Instructions for the task: Copy all the material below, exactly as it stands.

Data shown:
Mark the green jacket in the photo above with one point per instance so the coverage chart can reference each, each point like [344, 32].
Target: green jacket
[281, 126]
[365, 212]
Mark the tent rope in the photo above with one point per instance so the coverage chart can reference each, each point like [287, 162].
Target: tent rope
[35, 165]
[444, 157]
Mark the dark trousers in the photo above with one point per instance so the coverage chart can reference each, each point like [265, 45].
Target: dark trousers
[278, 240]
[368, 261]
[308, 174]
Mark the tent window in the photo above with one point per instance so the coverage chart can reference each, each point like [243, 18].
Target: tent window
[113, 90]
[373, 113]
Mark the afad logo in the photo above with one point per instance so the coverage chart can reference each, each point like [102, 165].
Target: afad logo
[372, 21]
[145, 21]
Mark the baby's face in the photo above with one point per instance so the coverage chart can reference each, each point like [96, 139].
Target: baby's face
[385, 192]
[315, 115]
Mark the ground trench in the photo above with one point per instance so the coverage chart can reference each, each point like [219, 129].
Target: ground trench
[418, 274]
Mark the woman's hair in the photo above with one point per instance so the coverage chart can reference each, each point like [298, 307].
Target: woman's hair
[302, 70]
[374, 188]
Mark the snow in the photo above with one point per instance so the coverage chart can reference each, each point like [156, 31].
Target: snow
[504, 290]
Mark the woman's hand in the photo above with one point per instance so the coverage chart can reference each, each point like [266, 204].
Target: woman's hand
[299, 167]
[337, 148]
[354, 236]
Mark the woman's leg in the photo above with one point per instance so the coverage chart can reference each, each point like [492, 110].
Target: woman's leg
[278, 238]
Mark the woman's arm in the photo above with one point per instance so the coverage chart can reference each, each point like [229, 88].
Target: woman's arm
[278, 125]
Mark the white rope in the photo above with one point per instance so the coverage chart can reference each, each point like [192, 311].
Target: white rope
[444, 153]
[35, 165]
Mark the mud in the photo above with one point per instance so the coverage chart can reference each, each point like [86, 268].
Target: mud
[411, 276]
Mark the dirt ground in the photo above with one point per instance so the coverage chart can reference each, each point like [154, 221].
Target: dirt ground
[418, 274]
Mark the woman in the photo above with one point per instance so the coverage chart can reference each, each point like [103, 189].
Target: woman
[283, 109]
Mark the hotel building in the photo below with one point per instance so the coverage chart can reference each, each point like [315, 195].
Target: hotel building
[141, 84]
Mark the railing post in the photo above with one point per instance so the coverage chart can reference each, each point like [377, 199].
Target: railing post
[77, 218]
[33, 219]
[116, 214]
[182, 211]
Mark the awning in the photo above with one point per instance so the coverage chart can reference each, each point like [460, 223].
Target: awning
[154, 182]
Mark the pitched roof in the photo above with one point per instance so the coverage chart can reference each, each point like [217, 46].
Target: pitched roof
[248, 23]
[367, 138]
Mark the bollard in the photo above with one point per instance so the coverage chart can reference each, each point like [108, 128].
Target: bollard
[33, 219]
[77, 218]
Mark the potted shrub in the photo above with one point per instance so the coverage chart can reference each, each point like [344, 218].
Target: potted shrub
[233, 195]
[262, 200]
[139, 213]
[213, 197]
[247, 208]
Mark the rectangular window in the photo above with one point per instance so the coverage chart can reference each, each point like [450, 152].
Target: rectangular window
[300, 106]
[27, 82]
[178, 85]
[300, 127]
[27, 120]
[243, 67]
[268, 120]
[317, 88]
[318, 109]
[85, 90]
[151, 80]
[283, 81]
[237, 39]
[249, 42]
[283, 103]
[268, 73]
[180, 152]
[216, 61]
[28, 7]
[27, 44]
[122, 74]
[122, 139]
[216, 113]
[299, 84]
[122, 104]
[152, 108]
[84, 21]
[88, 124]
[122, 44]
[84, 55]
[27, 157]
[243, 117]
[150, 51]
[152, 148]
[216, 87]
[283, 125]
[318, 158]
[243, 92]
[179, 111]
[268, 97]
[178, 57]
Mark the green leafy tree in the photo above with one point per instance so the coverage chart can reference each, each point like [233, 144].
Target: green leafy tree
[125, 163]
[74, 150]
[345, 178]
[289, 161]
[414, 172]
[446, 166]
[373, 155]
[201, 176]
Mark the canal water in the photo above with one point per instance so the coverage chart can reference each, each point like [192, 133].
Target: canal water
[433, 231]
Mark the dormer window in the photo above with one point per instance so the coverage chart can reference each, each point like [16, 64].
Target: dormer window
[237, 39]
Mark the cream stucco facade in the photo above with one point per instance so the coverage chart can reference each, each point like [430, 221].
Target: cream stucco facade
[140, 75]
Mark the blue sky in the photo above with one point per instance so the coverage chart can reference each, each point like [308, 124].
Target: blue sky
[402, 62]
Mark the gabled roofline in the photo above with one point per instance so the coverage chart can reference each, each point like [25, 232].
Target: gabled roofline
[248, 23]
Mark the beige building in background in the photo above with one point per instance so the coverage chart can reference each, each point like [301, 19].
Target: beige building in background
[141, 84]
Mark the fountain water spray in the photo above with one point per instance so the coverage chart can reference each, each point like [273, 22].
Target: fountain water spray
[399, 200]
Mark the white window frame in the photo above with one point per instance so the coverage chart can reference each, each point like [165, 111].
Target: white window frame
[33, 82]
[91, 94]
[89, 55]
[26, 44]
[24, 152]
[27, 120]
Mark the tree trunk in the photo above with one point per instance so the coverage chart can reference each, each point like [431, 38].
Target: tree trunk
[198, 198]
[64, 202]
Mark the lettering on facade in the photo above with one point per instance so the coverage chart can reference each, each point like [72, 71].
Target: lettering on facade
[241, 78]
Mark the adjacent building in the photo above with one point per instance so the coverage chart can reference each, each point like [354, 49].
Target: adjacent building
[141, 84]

Result:
Mark the green jacket in the photo above with one point per instance so the coverage chart can reference each, each point like [344, 32].
Target: green jacket
[281, 126]
[365, 212]
Mark the tent rope in the photo above with one point per instance so the coverage chart can reference each, each point like [287, 162].
Target: tent rope
[35, 165]
[444, 157]
Mark the dark trousers in the photo above with one point per instance so the coverage chart can reference each, each point like [265, 45].
Target: dark trousers
[278, 240]
[368, 261]
[308, 174]
Mark the tent window in the photo above with one point per instance so the coverage chart can reference each, each point like [243, 18].
Target: tent window
[113, 90]
[373, 113]
Mark the afad logo in the photo above with one point per instance so the coverage chart can reference each, each point like [102, 165].
Target: afad logo
[372, 21]
[145, 21]
Mark the baby's face in the photo above with one point per instance so the coverage chart can reference each, each point like [96, 139].
Target: baby's face
[385, 192]
[315, 115]
Mark the ground trench in the photo above with one point per instance so the coverage chart can reference each, each point like [219, 129].
Target: ground trench
[418, 274]
Mark the woman's hair in the photo above with one point per instance so the coverage chart can reference each, each point like [298, 307].
Target: woman's hair
[302, 70]
[374, 188]
Mark the snow in the photo above with one point per instance so the coverage chart can reference each, each point like [156, 31].
Target: snow
[504, 290]
Mark the woman's hand in the photo above with one point per instance so the coverage chart can reference each, each point like [266, 204].
Target: woman's hand
[299, 167]
[337, 148]
[354, 236]
Mark the woman's leg in the photo above with one point per instance so the coverage chart can reference each, each point like [492, 110].
Target: woman's leg
[278, 238]
Mark the woman's arm in the photo above with one point per instance so the coverage chart can reference each, each point like [229, 88].
Target: woman's arm
[278, 125]
Mark the white rope in the photo above with one point per instance so the coverage chart can reference each, each point like [192, 311].
Target: white rope
[444, 153]
[35, 165]
Mark the mud in the photo above with one point per instance so the coverage chart can reference each, each point like [86, 268].
Target: mud
[411, 276]
Mark the dirt ground in the photo above with one point per instance so the coverage chart can reference each, each point like [154, 221].
Target: dirt ground
[418, 274]
Mark the woman in the photo above with one point per instance so the coverage chart can reference each, each point like [103, 189].
Target: woman
[283, 109]
Mark the hotel building in the photo below with one point per instance so the coverage chart can reference each, each point like [315, 195].
Target: hotel building
[141, 84]
Mark the railing post in the photo above with one point per instance so the coverage chart can reference each, each point like [377, 199].
Target: railing post
[77, 218]
[33, 219]
[116, 214]
[182, 211]
Mark the awning in the photo above with one point per instance so the coverage chart can reference each, each point like [460, 223].
Target: awning
[154, 182]
Mark the pitched roof in the photo above with one point per instance so the coverage chart can reference each, each point like [217, 46].
Target: pitched roof
[248, 23]
[367, 138]
Mark the bollard in the photo above with one point per instance so the coverage chart can reference each, each point like [108, 128].
Target: bollard
[33, 219]
[77, 218]
Mark the potted shrub in the photo above with one point per instance so the coverage chart can reference each, each point like [344, 218].
Target: potted shrub
[233, 195]
[262, 200]
[139, 213]
[213, 197]
[247, 208]
Mark the rectangular window in the photo above with one point per instance so the coverage chart can reference each, each point like [450, 152].
Target: rectangular window
[300, 106]
[27, 82]
[178, 85]
[300, 127]
[27, 120]
[243, 67]
[268, 120]
[317, 88]
[318, 109]
[85, 90]
[151, 80]
[283, 81]
[237, 39]
[249, 42]
[283, 103]
[268, 73]
[180, 152]
[216, 61]
[28, 7]
[27, 44]
[122, 74]
[122, 139]
[216, 113]
[299, 84]
[122, 104]
[152, 108]
[84, 21]
[88, 124]
[122, 44]
[84, 55]
[27, 157]
[243, 117]
[150, 51]
[152, 148]
[216, 87]
[283, 125]
[318, 158]
[243, 92]
[179, 111]
[268, 97]
[178, 57]
Mark the green leafy tree in the photo above with one point per instance so the coverage chart can reference each, each point like [233, 144].
Target: green leafy tree
[125, 163]
[74, 150]
[345, 178]
[289, 161]
[414, 172]
[446, 166]
[373, 155]
[201, 176]
Mark the canal water in the photo above with one point per instance so the coverage chart can reference each, each point like [192, 133].
Target: canal water
[433, 231]
Mark the dormer window in the photo above with one point per instance so the coverage chart can reference each, each point like [16, 64].
Target: dormer window
[237, 39]
Mark the cream stucco facade in the photo above with one point per instance so the coverage chart can reference each, each point like [430, 221].
Target: cream stucco facade
[140, 75]
Mark the blue sky in the photo above with one point per instance so the coverage chart can reference each, each point like [308, 124].
Target: blue sky
[402, 62]
Mark the gabled roofline in the photo above with one point per instance so the coverage chart can reference each, each point like [25, 232].
Target: gabled roofline
[248, 23]
Mark the beige building in background in the photo above with one point per instance so the coverage chart can reference each, each point like [301, 19].
Target: beige building in background
[141, 84]
Mark the fountain water spray in the photo above with one point per instance so the coverage chart can reference each, each point like [273, 22].
Target: fountain water spray
[399, 200]
Mark the white window frame in the photo above with one point per instance so the coverage chart can reference each, each point like [165, 111].
Target: white window frame
[33, 82]
[91, 94]
[89, 55]
[26, 44]
[24, 152]
[27, 120]
Mark the tree trunk in the photo above with one point per instance so the coverage chart can reference each, each point like [431, 38].
Target: tree trunk
[198, 198]
[64, 202]
Mark the lettering on facade in the photo above with one point per instance so the coverage chart can reference each, each point like [72, 71].
Target: lettering on facade
[241, 78]
Mark the adjacent building in the photo above with one point per instance so the coverage chart can reference each, each point like [354, 49].
Target: adjacent building
[141, 84]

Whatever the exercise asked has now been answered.